本文 →
%%

目次
病院・クリニック業界の市場動向
急速に進む高齢化 病院やクリニックが置かれている状況の中で最も顕著な傾向は、急速に進む高齢化である。高齢化による社会保障費の負担増や医療制度改革により、診療報酬の切り下げが続いており、病院やクリニックの収益が圧迫され、経営に大きな影響をもたらしている。
(注)病院は20床以上の病床を有する医療施設、クリニック19床以下の病床を有する医療施設、または病床を持たない医療施設。
人手不足 また、病院やクリニックでは慢性的な人手不足に陥っており、医師、看護師、その他有資格者の確保が医療機関にとって課題となっている。
特に看護師の「7対1看護配置」制度では、1名の看護師に対して患者が7名配置されていれば、高い診療報酬を受けることができると設定されている。反対に、看護師1名に対して患者数が多くなるほど診療報酬が低くなるため、看護師の確保は、病院やクリニックの収益性を維持するためにも重要である。

%%

取り組む作業 →
[a] 本文によると、「7対1看護配置」制度で高い診療報酬を受けるには、看護師1名に対して患者が何名配置されている必要があるか答えよ。
[b] 本文のうち、「人手不足 また、病院やクリニ」から始まり「維持するためにも重要である。」で終わる部分を一字も変えずに書き写せ。

項目一覧 →
%%

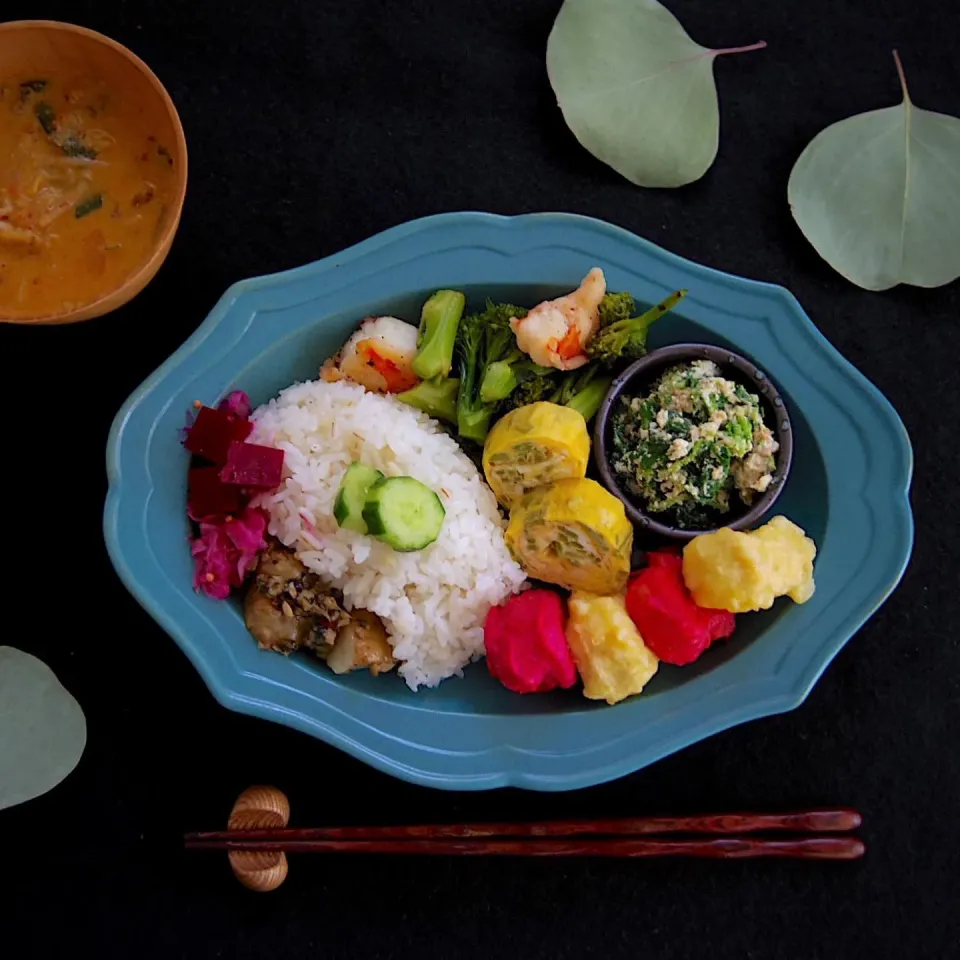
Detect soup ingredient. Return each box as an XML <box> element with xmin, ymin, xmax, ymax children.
<box><xmin>220</xmin><ymin>440</ymin><xmax>283</xmax><ymax>490</ymax></box>
<box><xmin>190</xmin><ymin>507</ymin><xmax>267</xmax><ymax>600</ymax></box>
<box><xmin>330</xmin><ymin>317</ymin><xmax>418</xmax><ymax>393</ymax></box>
<box><xmin>397</xmin><ymin>377</ymin><xmax>460</xmax><ymax>426</ymax></box>
<box><xmin>683</xmin><ymin>516</ymin><xmax>817</xmax><ymax>613</ymax></box>
<box><xmin>567</xmin><ymin>591</ymin><xmax>659</xmax><ymax>704</ymax></box>
<box><xmin>483</xmin><ymin>590</ymin><xmax>577</xmax><ymax>693</ymax></box>
<box><xmin>547</xmin><ymin>0</ymin><xmax>766</xmax><ymax>187</ymax></box>
<box><xmin>363</xmin><ymin>477</ymin><xmax>446</xmax><ymax>553</ymax></box>
<box><xmin>183</xmin><ymin>407</ymin><xmax>253</xmax><ymax>467</ymax></box>
<box><xmin>626</xmin><ymin>550</ymin><xmax>736</xmax><ymax>667</ymax></box>
<box><xmin>243</xmin><ymin>542</ymin><xmax>351</xmax><ymax>659</ymax></box>
<box><xmin>327</xmin><ymin>610</ymin><xmax>397</xmax><ymax>677</ymax></box>
<box><xmin>506</xmin><ymin>479</ymin><xmax>633</xmax><ymax>594</ymax></box>
<box><xmin>244</xmin><ymin>381</ymin><xmax>525</xmax><ymax>689</ymax></box>
<box><xmin>483</xmin><ymin>403</ymin><xmax>590</xmax><ymax>509</ymax></box>
<box><xmin>787</xmin><ymin>51</ymin><xmax>960</xmax><ymax>290</ymax></box>
<box><xmin>0</xmin><ymin>76</ymin><xmax>177</xmax><ymax>319</ymax></box>
<box><xmin>510</xmin><ymin>267</ymin><xmax>607</xmax><ymax>370</ymax></box>
<box><xmin>413</xmin><ymin>290</ymin><xmax>466</xmax><ymax>380</ymax></box>
<box><xmin>187</xmin><ymin>467</ymin><xmax>244</xmax><ymax>523</ymax></box>
<box><xmin>0</xmin><ymin>646</ymin><xmax>87</xmax><ymax>810</ymax></box>
<box><xmin>73</xmin><ymin>193</ymin><xmax>103</xmax><ymax>220</ymax></box>
<box><xmin>333</xmin><ymin>462</ymin><xmax>383</xmax><ymax>533</ymax></box>
<box><xmin>612</xmin><ymin>360</ymin><xmax>779</xmax><ymax>530</ymax></box>
<box><xmin>587</xmin><ymin>290</ymin><xmax>687</xmax><ymax>366</ymax></box>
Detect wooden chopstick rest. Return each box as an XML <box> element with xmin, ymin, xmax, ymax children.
<box><xmin>227</xmin><ymin>787</ymin><xmax>290</xmax><ymax>893</ymax></box>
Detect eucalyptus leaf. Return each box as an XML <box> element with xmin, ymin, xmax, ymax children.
<box><xmin>547</xmin><ymin>0</ymin><xmax>766</xmax><ymax>187</ymax></box>
<box><xmin>787</xmin><ymin>51</ymin><xmax>960</xmax><ymax>290</ymax></box>
<box><xmin>0</xmin><ymin>647</ymin><xmax>87</xmax><ymax>810</ymax></box>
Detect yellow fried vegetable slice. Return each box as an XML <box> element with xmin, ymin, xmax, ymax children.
<box><xmin>683</xmin><ymin>517</ymin><xmax>817</xmax><ymax>613</ymax></box>
<box><xmin>567</xmin><ymin>592</ymin><xmax>660</xmax><ymax>703</ymax></box>
<box><xmin>506</xmin><ymin>480</ymin><xmax>633</xmax><ymax>594</ymax></box>
<box><xmin>483</xmin><ymin>402</ymin><xmax>590</xmax><ymax>509</ymax></box>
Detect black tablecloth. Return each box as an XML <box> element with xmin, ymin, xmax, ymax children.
<box><xmin>0</xmin><ymin>0</ymin><xmax>960</xmax><ymax>960</ymax></box>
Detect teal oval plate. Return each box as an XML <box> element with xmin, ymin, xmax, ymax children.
<box><xmin>104</xmin><ymin>213</ymin><xmax>913</xmax><ymax>790</ymax></box>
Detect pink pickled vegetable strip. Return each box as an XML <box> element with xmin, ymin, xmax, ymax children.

%%

作業別の解答 →
[a] 7名

[b]
人手不足 また、病院やクリニックでは慢性的な人手不足に陥っており、医師、看護師、その他有資格者の確保が医療機関にとって課題となっている。
特に看護師の「7対1看護配置」制度では、1名の看護師に対して患者が7名配置されていれば、高い診療報酬を受けることができると設定されている。反対に、看護師1名に対して患者数が多くなるほど診療報酬が低くなるため、看護師の確保は、病院やクリニックの収益性を維持するためにも重要である。